**Task instructions:**
All records are to be retyped faithfully and completely.

**Data lines:**
***

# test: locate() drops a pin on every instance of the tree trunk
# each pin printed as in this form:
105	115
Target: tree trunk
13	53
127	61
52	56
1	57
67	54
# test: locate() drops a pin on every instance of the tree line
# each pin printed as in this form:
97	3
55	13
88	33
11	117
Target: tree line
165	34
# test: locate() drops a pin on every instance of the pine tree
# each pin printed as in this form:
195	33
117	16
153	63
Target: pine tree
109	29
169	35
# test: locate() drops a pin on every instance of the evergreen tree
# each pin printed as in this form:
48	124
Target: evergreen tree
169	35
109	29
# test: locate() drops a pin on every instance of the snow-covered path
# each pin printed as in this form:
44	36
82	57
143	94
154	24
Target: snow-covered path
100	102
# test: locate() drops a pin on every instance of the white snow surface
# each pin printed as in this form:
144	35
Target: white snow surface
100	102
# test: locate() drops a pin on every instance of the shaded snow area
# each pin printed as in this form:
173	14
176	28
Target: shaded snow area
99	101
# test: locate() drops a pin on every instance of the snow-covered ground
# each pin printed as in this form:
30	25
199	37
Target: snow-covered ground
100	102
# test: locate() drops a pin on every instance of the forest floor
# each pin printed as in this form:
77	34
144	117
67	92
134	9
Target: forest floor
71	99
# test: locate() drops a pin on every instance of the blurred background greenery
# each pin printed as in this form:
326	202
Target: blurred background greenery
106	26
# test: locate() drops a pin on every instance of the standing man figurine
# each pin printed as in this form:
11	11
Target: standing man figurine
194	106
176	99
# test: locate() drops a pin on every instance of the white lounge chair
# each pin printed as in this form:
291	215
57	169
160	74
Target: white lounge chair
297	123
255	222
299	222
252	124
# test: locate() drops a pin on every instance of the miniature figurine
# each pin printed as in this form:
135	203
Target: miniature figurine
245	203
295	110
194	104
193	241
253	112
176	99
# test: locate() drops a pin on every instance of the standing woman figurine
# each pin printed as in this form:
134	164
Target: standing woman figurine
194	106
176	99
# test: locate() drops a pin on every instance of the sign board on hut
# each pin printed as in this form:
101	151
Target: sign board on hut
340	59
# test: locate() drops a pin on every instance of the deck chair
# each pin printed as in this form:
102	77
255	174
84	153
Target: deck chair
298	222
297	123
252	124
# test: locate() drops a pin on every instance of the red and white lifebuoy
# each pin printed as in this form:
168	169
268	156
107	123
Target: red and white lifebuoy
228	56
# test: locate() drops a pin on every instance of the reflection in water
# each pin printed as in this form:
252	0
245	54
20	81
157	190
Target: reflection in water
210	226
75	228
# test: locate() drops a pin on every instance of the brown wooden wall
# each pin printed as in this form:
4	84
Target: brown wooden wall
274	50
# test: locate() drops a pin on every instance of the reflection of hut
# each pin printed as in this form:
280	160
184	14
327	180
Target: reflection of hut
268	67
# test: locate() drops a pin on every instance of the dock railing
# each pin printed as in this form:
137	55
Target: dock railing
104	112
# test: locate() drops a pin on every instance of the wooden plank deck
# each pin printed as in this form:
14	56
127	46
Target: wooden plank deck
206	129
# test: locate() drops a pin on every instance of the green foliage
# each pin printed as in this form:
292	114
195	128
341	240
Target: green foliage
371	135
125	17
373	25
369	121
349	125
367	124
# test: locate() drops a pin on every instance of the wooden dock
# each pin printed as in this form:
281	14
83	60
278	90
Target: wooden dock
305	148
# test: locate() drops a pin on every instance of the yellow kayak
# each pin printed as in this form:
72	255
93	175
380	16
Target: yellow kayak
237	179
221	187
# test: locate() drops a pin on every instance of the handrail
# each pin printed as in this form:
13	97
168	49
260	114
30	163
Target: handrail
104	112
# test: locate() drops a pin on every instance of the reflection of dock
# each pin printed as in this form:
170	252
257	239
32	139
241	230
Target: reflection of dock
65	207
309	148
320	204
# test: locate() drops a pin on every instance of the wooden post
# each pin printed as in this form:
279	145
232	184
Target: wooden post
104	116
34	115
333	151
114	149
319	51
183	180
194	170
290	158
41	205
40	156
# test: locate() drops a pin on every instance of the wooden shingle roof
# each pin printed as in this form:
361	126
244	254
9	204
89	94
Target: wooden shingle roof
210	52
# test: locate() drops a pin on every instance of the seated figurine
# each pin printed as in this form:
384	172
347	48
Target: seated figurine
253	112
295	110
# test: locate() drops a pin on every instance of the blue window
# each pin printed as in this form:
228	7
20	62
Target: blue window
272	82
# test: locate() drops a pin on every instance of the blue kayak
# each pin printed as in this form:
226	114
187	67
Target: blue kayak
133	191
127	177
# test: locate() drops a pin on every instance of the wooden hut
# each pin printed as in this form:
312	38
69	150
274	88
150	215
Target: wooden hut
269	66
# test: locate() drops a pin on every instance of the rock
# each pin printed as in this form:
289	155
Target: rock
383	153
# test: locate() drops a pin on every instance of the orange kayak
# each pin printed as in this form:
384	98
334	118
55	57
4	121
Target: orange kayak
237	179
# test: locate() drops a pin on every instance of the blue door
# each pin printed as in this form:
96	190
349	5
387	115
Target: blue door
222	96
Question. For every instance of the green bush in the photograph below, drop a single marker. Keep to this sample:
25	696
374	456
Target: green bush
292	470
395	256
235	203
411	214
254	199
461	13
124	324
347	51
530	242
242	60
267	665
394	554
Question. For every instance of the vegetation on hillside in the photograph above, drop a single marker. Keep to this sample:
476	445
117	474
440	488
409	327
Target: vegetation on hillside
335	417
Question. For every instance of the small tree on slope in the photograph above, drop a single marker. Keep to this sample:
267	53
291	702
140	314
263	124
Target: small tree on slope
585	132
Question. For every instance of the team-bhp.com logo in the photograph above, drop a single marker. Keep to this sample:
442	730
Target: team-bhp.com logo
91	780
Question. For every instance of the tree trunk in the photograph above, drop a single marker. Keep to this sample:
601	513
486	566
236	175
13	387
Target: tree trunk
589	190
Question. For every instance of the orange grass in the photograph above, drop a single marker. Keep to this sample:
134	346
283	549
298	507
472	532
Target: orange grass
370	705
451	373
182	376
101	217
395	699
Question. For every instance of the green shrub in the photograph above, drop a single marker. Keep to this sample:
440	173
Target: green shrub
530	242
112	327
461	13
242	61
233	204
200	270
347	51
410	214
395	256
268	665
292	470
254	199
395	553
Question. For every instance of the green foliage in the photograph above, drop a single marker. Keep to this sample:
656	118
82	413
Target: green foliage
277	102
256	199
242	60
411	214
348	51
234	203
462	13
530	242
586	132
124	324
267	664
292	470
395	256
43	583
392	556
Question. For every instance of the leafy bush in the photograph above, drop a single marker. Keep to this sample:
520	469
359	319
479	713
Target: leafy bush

***

**Output:**
# test: locate() drops a pin on every instance of the tree trunk
# each pin printed as in this form:
105	115
Target: tree trunk
13	53
127	61
52	56
1	57
67	54
# test: locate() drops a pin on every instance of the tree line
# each pin printed as in this form:
97	3
55	13
88	33
11	117
Target: tree line
165	34
# test: locate() drops a pin on every instance of the pine tree
# each pin printed as in this form:
195	33
117	16
153	63
Target: pine tree
109	29
169	35
# test: locate() drops a pin on every instance of the evergreen tree
# each pin printed as in this form:
48	124
Target: evergreen tree
169	35
109	29
# test: locate() drops a pin on every instance of the snow-covered path
# each pin printed as in this form:
44	36
82	57
143	94
154	24
Target: snow-covered path
100	102
# test: locate() drops a pin on every instance of the white snow surface
# each pin printed as in this form:
144	35
Target: white snow surface
100	102
# test: locate() drops a pin on every instance of the shaded snow area
# each pin printed as in this form:
173	14
176	28
Target: shaded snow area
99	101
# test: locate() drops a pin on every instance of the snow-covered ground
# each pin printed as in this form:
30	25
199	37
Target: snow-covered ground
100	102
# test: locate() drops a pin on every instance of the forest floor
# each pin printed as in this form:
77	34
144	117
67	92
134	9
Target: forest floor
71	99
# test: locate() drops a pin on every instance of the blurred background greenery
# each pin printed as in this form:
326	202
Target: blurred background greenery
106	26
# test: locate() drops a pin on every instance of the standing man figurine
# each pin printed as in this form:
11	11
Target: standing man figurine
194	106
176	99
# test: locate() drops a pin on every instance of the white lounge chair
# each pin printed as in this form:
291	215
57	169
160	74
Target: white lounge chair
297	123
255	222
299	222
252	124
# test: locate() drops a pin on every instance of the miniature figurine
# each pin printed as in this form:
135	203
Target: miniature figurine
245	203
295	110
194	104
193	241
253	112
176	99
# test: locate() drops a pin on every instance of the standing woman figurine
# each pin printed as in this form:
134	164
Target: standing woman figurine
194	106
176	99
# test: locate() drops a pin on every instance of the sign board on hut
# each pin printed as in this form:
101	151
Target: sign board on hut
340	59
# test: locate() drops a pin on every instance of the deck chair
# each pin printed as in this form:
102	77
255	174
84	153
Target: deck chair
298	222
297	123
252	124
# test: locate() drops a pin on every instance of the red and white lifebuoy
# each pin printed as in this form:
168	169
268	156
107	123
Target: red and white lifebuoy
228	56
# test: locate() drops a pin on every instance of the reflection in water
# each pin printed as in this form:
252	0
245	54
20	81
157	190
Target: reflection in water
210	226
75	228
# test: locate() drops a pin on every instance of the brown wooden wall
# each pin printed as in this form:
4	84
Target: brown wooden wall
274	50
# test: locate() drops a pin on every instance of the reflection of hut
# each pin printed as in this form:
280	160
184	14
327	180
Target: reflection of hut
268	67
# test: locate() drops a pin on every instance of the dock railing
# each pin printed as in this form:
137	55
Target: dock railing
104	112
# test: locate() drops a pin on every instance of the wooden plank deck
# each pin printed as in this form:
14	56
127	46
Target: wooden plank deck
206	129
# test: locate() drops a pin on every instance of the green foliage
# each pin printed as in this form:
292	114
195	128
341	240
Target: green foliage
371	135
125	17
373	25
369	121
349	125
367	124
# test: locate() drops a pin on every instance of the wooden dock
# each pin printed as in this form:
281	14
83	60
278	90
Target: wooden dock
305	148
# test: locate() drops a pin on every instance of the yellow kayak
# each pin printed as in this form:
72	255
93	175
380	16
Target: yellow kayak
237	179
221	187
# test: locate() drops a pin on every instance of the handrail
# each pin printed as in this form:
13	97
168	49
260	114
30	163
Target: handrail
104	112
# test: locate() drops a pin on every instance of the reflection of dock
# each pin printed as in this form:
170	252
257	239
32	139
241	230
Target: reflection of dock
65	207
309	148
320	204
# test: locate() drops a pin on every instance of the wooden post
# each pin printed as in this form:
279	145
232	184
Target: wooden post
104	116
34	115
333	151
114	149
319	51
183	180
194	170
290	158
41	205
40	156
# test: locate() drops a pin on every instance of the wooden shingle roof
# each pin printed as in this form:
361	126
244	254
9	204
89	94
Target: wooden shingle roof
210	52
# test: locate() drops a pin on every instance of the seated figurine
# each pin printed as in this form:
384	172
347	48
Target: seated figurine
253	112
295	110
# test: locate() drops a pin on every instance of the blue window
# each pin printed as in this form:
228	7
20	62
Target: blue window
272	82
# test: locate() drops a pin on every instance of the blue kayak
# each pin printed as in this form:
226	114
187	67
Target: blue kayak
133	191
127	177
# test: locate() drops a pin on every instance of the wooden hut
# each pin printed as in this form:
312	38
69	150
274	88
150	215
Target: wooden hut
269	66
# test: locate() drops a pin on every instance of the rock
# each pin printed as in this form:
289	155
Target: rock
383	153
# test: locate() drops a pin on every instance of the orange kayak
# each pin printed as in this form:
384	98
334	118
55	57
4	121
Target: orange kayak
237	179
# test: locate() drops a pin on every instance of the blue door
# each pin printed as in this form:
96	190
349	5
387	115
Target: blue door
222	96
Question. For every instance of the green bush in the photograph below, drop a single marker. Keep to this sample:
25	696
374	456
Target: green bush
292	470
395	256
235	203
411	214
254	199
461	13
124	324
347	51
530	242
242	60
267	665
394	554
Question. For every instance of the vegetation on hillside in the photograph above, drop a single marker. Keep to this sample:
476	445
117	474
440	488
409	327
Target: vegetation on hillside
335	417
Question. For every instance of the small tree on slope in the photograph above, drop a single marker. Keep to this sample:
267	53
291	702
140	314
263	124
Target: small tree on slope
585	132
Question. For every instance of the team-bhp.com logo in the photograph above, drop a single marker. Keep to this sample:
442	730
Target: team-bhp.com logo
91	780
Question. For every instance of the tree trunk in the photograph above, drop a single marker. Keep to this sample:
601	513
486	566
236	175
13	387
Target: tree trunk
589	190
Question. For every instance of the orange grass in the photograph above, drop a single marker. Keep to this sample:
134	346
283	549
298	507
472	532
Target: orange grass
370	705
451	373
182	376
101	217
395	699
Question. For every instance of the green shrub in the photograph above, drop a single marker. Keep to this sample:
440	173
Target: green shrub
530	242
112	327
461	13
242	61
233	204
200	270
347	51
410	214
395	256
268	665
292	470
254	199
395	553
Question. For every instance of the green foliage in the photograph above, drop a single marker. Keep to this sample:
656	118
82	413
Target: green foliage
277	102
256	199
242	60
411	214
348	51
234	203
462	13
530	242
586	132
124	324
267	664
292	470
395	256
43	583
392	556
Question. For every instance of the leafy bush in the photograph above, drop a single marker. Keep to this sample:
520	469
359	319
479	713
Target: leafy bush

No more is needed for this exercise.